**TEXT PROVIDED:**
## begin

And yet, in January, there is a new uncertainty bubbling underneath the humid winter air. All across Nazi Europe, the occupied are buoyed, and the occupiers menaced, by the event that everyone knows is coming, but no one knows exactly when or where: the Allied invasion of the Nazi-ruled continent.

Across the English Channel, massive numbers of British, American, Canadian, and French troops are gathering on the southern coast of England, where General Dwight Eisenhower is making the plans for a spectacular invasion of France. Thanks to a huge disinformation campaign, its location remains a secret six months before the assault begins. After four years of war, a cautiously optimistic Churchill believes that the biggest danger now facing the Allies is stalemate rather than defeat.

YESTERDAY
, the young prisoner accompanying his German captors was a proud member of the French Resistance. Today, he is leading the German agents to the secret address he had sworn to conceal, so that they can arrest his boss, André Boulloche — a man he worships. If André is really there, the Germans have promised Jacques that he will be rewarded with his freedom.

But can he believe them?

## end

**DATASET EXTRACT:**
## begin

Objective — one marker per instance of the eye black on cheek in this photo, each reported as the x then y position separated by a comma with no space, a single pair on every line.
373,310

## end

**EXERCISES:**
**A)** Answer these questions from the excerpt about the coming Allied invasion, one per line.
(i) Where are the British, American, Canadian, and French troops gathering?
(ii) Who is making the plans for the invasion of France?
(iii) What have the Germans promised Jacques if André is really at the address?
**B)** Reproduce the passage from the excerpt about the coming Allied invasion word for word, starting with "And yet, in" and going on through "rather than defeat.".
**C)** Write the next part of the excerpt about the coming Allied invasion, picking up from its last line.
The data plays no part in this work.

**TASK RESULTS:**
**A)**
(i) On the southern coast of England
(ii) General Dwight Eisenhower
(iii) That he will be rewarded with his freedom

**B)**
And yet, in January, there is a new uncertainty bubbling underneath the humid winter air. All across Nazi Europe, the occupied are buoyed, and the occupiers menaced, by the event that everyone knows is coming, but no one knows exactly when or where: the Allied invasion of the Nazi-ruled continent.

Across the English Channel, massive numbers of British, American, Canadian, and French troops are gathering on the southern coast of England, where General Dwight Eisenhower is making the plans for a spectacular invasion of France. Thanks to a huge disinformation campaign, its location remains a secret six months before the assault begins. After four years of war, a cautiously optimistic Churchill believes that the biggest danger now facing the Allies is stalemate rather than defeat.

**C)**
Jacques is young looking, even for his age; especially today, he looks practically like a little boy. Deeply religious, he has joined the Resistance just three months earlier, after being recruited by his Sorbonne classmate, André’s sister Christiane Boulloche. Christiane has no trouble persuading him to join their cause. When she asks him if he wants to work for her brother, the boy signs up immediately, without hesitation or reflection.

Jacques is the same age as Christiane, who turned twenty at the end of 1943. Christiane is smart, strong, and attractive. She also has a prominent nose that she thinks is unattractive. She worries, perhaps, that it makes her less glamorous looking than her older sister, Jacqueline, who has joined the Resistance with her.

Christiane’s clandestine duties require her to ride her bicycle all over Paris, sometimes as much as sixty miles in a day. She picks up telegrams from secret drop-off points and decodes them, transports forbidden radio equipment, and sometimes smuggles guns through the capital, usually in a basket underneath eggs or vegetables.

All Boulloches share an innate sense of duty. When Christiane returns from the countryside after the armistice to find German soldiers goose-stepping through Paris, she is consumed by a single thought: “This is wrong.” Before the war started, she had been certain: “We wouldn’t just resist them, we would beat them. That’s why the Occupation was a thunderclap.”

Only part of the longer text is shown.